-- START OF EXTRACT PROVIDED --
Peter Perkins Pitchlynn (, ) (January 30, 1806 – January 17, 1881) was a Choctaw chief of Choctaw and Anglo-American ancestry. He was principal chief of the Choctaw Republic from 1864-1866 and surrendered to the Union on behalf of the nation at the end of the Civil War.

Educated in Choctaw culture and American schools, in 1825 Pitchlynn helped found a school for Choctaw boys: the Choctaw Academy in Kentucky. He also worked to reduce the sale of alcohol in their territory. After removal to Indian Territory in the 1830s, he was appointed by the National Council in 1845 as the Choctaw Delegate (akin to an ambassadorship) to Washington, D.C. At the time, the Nation was proposing to be recognized by the US Congress as a territory.

After the war, Pitchlynn returned to Washington, D.C., to represent Choctaw interests and work for concessions from the government for the Choctaw lands sold under pressure to the United States in 1830 during Indian removal. He died in Washington, D.C. and is buried there.

Early life and education
Peter P. Pitchlynn was born in Noxubee County, Mississippi, January 30, 1806 as the first son of Sophia Folsom, a Choctaw of partly Anglo-American descent; her mother Natika was Choctaw and her father was Ebenezer Folsom, an Anglo-American trader. Sophia's Choctaw name was Lk-lo-ha-wah (Loved but lost). Sophia Folsom and John Pitchlynn had married in 1804. As the Choctaw had a matrilineal kinship system of property and hereditary leadership, Peter was born into his mother's clan and people; through her family, he gained status in the tribe.

His father was Major John Pitchlynn, a man of Scots descent. The father was raised from childhood by the Choctaw after the death of his father Isaac, a widower. John Pitchlynn served George Washington as an interpreter for negotiations with the Choctaw.
-- END OF EXTRACT PROVIDED --
-- START OF RECORDED DATA --
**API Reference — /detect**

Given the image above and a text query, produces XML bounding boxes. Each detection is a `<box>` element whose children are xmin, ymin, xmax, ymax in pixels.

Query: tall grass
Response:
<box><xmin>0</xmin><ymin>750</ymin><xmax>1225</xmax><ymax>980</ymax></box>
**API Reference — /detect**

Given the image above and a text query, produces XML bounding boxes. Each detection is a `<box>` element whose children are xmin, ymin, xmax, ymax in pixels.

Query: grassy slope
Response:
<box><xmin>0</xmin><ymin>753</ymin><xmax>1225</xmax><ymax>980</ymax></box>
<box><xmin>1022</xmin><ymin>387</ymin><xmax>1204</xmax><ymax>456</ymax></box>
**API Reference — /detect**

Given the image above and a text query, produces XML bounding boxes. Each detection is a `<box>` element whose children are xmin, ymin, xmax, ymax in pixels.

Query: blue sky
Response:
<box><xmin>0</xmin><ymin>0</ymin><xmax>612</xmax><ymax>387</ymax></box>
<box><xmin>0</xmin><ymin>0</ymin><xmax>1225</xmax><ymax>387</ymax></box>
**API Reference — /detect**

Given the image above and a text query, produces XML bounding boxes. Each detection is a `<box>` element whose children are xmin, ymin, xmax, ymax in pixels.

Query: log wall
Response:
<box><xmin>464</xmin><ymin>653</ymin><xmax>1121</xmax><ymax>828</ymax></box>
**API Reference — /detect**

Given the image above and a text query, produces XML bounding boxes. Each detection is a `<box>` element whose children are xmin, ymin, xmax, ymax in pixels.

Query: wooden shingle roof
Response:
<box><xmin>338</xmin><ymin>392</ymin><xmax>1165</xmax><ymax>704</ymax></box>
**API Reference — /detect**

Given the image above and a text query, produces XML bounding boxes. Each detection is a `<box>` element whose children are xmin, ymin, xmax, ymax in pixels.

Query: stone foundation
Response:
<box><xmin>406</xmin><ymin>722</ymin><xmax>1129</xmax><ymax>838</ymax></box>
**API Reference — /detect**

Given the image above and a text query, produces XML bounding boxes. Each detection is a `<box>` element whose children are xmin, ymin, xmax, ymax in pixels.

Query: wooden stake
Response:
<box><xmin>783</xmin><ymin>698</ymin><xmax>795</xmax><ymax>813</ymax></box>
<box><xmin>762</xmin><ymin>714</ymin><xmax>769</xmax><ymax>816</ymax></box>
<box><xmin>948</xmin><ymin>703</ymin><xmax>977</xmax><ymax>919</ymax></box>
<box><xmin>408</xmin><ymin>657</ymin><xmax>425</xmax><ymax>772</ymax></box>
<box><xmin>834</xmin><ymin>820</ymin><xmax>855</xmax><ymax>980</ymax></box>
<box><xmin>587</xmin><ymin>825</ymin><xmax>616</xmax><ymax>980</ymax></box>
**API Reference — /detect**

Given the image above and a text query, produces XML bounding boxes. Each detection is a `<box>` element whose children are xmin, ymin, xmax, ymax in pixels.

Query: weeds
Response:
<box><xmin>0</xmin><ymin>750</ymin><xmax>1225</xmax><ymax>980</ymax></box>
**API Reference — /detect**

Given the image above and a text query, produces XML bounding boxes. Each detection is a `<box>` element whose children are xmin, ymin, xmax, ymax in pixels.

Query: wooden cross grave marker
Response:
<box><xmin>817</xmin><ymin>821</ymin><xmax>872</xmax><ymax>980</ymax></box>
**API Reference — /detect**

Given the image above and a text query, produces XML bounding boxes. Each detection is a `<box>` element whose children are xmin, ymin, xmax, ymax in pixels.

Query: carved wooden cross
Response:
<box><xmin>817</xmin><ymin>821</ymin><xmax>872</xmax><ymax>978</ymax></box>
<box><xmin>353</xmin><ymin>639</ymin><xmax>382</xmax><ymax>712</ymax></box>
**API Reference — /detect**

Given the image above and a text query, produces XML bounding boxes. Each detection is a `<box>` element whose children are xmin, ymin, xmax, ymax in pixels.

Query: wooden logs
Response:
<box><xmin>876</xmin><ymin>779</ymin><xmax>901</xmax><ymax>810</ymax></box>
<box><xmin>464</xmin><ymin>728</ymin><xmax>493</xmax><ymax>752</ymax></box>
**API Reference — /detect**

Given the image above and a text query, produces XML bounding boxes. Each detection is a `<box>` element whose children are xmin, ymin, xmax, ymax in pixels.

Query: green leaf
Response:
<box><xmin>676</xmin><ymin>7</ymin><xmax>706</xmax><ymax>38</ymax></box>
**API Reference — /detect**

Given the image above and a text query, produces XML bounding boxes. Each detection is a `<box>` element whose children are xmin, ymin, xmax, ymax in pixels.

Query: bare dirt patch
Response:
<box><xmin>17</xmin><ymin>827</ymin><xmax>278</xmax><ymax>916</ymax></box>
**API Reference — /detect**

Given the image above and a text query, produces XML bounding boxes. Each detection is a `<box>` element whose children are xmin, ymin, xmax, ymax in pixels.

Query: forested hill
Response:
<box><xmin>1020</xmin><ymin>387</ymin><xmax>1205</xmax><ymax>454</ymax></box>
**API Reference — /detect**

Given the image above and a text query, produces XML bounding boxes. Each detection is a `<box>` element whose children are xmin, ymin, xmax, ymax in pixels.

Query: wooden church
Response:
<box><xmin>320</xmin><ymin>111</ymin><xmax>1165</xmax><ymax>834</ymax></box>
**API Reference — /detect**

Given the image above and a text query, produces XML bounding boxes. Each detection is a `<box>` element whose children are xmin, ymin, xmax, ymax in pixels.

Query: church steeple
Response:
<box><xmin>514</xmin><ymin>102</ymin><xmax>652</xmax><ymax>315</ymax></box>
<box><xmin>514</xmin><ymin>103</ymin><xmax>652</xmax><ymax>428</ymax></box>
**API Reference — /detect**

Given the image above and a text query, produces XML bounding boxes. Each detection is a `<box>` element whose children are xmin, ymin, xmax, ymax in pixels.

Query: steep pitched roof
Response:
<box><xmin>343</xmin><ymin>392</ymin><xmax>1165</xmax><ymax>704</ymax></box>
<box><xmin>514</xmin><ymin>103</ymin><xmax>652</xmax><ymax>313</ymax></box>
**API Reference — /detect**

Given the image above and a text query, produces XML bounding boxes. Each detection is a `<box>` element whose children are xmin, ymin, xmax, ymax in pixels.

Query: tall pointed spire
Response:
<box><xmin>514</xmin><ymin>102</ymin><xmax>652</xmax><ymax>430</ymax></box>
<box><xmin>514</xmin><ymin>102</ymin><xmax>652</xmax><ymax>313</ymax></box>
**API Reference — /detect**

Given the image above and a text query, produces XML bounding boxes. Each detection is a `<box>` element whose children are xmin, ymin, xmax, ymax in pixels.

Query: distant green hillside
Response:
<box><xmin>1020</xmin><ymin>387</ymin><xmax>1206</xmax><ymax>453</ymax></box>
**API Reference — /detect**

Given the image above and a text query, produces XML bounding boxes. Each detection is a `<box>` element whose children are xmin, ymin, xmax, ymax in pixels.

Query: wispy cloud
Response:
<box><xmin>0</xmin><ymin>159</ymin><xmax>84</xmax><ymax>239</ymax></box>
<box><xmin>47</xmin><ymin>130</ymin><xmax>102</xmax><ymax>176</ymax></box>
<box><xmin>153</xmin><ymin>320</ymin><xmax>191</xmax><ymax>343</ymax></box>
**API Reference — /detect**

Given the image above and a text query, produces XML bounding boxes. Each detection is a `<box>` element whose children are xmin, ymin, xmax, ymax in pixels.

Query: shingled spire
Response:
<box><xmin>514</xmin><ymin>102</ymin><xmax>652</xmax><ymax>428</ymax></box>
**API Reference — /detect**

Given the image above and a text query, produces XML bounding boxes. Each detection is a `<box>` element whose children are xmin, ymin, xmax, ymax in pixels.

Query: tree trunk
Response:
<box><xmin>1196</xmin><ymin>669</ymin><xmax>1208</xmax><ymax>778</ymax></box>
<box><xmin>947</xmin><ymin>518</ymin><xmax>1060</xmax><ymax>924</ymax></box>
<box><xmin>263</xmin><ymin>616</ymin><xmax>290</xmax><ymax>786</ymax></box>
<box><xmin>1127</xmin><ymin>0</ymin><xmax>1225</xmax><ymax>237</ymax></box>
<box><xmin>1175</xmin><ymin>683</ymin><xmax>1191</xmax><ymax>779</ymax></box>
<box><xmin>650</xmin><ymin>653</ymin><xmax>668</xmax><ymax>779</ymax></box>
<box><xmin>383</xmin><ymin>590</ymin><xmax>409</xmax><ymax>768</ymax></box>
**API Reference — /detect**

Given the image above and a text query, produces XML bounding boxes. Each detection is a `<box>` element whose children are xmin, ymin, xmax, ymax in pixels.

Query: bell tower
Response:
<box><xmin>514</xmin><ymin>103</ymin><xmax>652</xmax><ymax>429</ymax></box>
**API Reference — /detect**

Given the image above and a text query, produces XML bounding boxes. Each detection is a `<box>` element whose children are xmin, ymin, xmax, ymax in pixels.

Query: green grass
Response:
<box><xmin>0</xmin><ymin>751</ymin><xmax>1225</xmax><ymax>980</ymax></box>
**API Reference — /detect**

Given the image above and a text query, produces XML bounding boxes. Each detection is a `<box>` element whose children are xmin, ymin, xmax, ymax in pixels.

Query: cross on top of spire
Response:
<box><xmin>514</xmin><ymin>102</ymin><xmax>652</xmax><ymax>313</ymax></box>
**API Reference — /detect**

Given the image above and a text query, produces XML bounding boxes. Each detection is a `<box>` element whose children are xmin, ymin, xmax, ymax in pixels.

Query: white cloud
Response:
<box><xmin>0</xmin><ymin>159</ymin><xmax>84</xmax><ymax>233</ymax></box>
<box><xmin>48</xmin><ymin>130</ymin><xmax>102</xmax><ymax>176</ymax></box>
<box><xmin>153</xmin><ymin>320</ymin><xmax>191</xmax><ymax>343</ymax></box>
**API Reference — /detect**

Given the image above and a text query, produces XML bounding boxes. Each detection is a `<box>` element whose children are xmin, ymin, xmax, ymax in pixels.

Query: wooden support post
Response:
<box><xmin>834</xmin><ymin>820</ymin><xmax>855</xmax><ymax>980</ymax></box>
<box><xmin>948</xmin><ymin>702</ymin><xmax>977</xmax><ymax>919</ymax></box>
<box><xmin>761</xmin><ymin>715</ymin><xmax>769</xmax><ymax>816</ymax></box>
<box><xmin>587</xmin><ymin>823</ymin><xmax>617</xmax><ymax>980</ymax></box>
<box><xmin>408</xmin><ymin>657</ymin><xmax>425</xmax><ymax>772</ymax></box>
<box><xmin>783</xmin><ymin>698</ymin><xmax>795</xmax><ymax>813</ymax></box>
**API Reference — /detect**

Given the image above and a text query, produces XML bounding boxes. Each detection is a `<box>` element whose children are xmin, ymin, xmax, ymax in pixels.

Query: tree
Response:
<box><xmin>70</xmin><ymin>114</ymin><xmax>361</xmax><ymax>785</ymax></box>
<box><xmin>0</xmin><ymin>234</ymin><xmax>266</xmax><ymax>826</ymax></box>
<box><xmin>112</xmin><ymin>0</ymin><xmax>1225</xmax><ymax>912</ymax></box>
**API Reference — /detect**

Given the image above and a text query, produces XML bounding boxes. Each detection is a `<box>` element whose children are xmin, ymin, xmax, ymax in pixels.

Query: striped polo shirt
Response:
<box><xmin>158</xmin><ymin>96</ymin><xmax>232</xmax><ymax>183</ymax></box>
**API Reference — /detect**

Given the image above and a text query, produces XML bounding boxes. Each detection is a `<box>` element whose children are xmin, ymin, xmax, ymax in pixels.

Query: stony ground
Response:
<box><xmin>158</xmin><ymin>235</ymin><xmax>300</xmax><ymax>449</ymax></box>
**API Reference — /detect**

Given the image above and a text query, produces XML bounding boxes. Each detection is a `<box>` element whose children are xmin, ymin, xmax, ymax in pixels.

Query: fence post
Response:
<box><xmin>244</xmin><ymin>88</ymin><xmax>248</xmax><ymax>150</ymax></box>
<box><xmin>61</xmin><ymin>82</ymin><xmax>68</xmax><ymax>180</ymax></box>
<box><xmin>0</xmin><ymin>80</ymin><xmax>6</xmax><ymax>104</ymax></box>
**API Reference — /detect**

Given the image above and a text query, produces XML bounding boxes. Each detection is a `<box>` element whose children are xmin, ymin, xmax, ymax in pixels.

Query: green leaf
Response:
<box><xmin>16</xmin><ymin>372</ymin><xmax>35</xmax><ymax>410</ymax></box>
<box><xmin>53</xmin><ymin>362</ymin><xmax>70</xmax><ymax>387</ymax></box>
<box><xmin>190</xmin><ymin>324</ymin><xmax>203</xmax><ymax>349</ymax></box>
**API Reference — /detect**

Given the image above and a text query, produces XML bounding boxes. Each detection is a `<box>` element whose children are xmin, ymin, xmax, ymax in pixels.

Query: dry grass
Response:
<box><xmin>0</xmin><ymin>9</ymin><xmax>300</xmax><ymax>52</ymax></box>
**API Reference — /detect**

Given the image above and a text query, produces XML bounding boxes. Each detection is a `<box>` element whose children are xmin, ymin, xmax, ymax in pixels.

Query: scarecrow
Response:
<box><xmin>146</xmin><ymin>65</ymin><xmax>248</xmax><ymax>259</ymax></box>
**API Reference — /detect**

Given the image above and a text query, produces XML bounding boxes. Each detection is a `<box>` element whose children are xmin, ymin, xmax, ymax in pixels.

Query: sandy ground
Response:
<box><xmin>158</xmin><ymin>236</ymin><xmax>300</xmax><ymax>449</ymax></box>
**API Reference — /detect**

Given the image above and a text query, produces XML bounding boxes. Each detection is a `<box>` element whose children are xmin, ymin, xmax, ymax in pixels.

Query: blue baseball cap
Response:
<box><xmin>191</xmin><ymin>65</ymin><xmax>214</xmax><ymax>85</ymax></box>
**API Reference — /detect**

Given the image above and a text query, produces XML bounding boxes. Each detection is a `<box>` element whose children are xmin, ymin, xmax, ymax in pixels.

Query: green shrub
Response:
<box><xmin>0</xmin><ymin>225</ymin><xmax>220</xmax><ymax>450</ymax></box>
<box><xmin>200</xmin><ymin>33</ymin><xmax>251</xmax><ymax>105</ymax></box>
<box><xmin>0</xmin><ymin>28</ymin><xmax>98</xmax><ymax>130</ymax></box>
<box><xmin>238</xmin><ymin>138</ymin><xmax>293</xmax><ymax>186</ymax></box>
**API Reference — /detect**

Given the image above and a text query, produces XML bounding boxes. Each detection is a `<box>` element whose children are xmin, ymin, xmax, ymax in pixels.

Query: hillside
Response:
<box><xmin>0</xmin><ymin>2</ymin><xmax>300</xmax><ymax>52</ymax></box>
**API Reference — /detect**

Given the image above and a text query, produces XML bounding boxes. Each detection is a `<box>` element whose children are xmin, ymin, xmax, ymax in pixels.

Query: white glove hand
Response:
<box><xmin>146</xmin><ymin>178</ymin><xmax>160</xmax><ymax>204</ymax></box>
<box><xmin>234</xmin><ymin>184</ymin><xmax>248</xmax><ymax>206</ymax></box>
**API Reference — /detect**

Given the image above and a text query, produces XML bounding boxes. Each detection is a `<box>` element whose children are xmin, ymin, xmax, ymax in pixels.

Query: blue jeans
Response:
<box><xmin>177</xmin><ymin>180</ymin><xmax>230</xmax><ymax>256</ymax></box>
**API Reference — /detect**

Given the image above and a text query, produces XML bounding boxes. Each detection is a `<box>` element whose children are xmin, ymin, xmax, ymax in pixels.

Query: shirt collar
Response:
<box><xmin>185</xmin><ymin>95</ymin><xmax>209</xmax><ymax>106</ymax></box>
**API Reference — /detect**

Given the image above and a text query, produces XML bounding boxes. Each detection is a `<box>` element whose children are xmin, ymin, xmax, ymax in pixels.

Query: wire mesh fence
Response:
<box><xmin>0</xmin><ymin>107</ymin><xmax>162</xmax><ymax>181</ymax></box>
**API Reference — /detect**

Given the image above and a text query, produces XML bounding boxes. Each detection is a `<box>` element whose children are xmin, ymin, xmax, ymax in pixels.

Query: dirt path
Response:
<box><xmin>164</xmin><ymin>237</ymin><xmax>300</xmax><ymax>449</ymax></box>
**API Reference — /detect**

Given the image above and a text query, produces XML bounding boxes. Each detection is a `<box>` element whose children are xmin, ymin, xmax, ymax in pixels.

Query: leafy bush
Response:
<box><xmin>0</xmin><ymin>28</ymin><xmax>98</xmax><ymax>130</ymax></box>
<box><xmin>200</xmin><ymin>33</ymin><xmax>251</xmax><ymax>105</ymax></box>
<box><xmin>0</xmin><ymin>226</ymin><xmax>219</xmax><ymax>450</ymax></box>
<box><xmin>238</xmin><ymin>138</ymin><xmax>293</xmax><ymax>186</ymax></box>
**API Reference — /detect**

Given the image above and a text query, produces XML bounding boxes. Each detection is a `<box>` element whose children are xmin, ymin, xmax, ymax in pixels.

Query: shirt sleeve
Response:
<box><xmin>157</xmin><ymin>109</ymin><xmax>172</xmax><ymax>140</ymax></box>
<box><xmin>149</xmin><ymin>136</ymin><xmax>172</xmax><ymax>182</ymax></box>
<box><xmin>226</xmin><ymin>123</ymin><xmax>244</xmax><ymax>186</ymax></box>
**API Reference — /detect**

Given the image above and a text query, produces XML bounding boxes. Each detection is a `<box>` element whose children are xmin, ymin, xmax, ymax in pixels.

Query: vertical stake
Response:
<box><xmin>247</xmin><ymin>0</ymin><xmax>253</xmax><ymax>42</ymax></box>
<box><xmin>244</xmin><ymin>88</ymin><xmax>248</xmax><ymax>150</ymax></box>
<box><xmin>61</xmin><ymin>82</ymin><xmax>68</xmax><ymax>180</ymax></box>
-- END OF RECORDED DATA --
TASKS TO CARRY OUT
**A)** According to the biography of Peter Pitchlynn, what school did he help found in 1825?
**B)** Write out the part of the Pitchlynn biography that begins with the words containing "Peter Perkins Pitchlynn" and ends with "as a territory.", copying it word for word.

RESPONSES PER TASK
**A)** The Choctaw Academy in Kentucky, a school for Choctaw boys.

**B)**
Peter Perkins Pitchlynn (, ) (January 30, 1806 – January 17, 1881) was a Choctaw chief of Choctaw and Anglo-American ancestry. He was principal chief of the Choctaw Republic from 1864-1866 and surrendered to the Union on behalf of the nation at the end of the Civil War.

Educated in Choctaw culture and American schools, in 1825 Pitchlynn helped found a school for Choctaw boys: the Choctaw Academy in Kentucky. He also worked to reduce the sale of alcohol in their territory. After removal to Indian Territory in the 1830s, he was appointed by the National Council in 1845 as the Choctaw Delegate (akin to an ambassadorship) to Washington, D.C. At the time, the Nation was proposing to be recognized by the US Congress as a territory.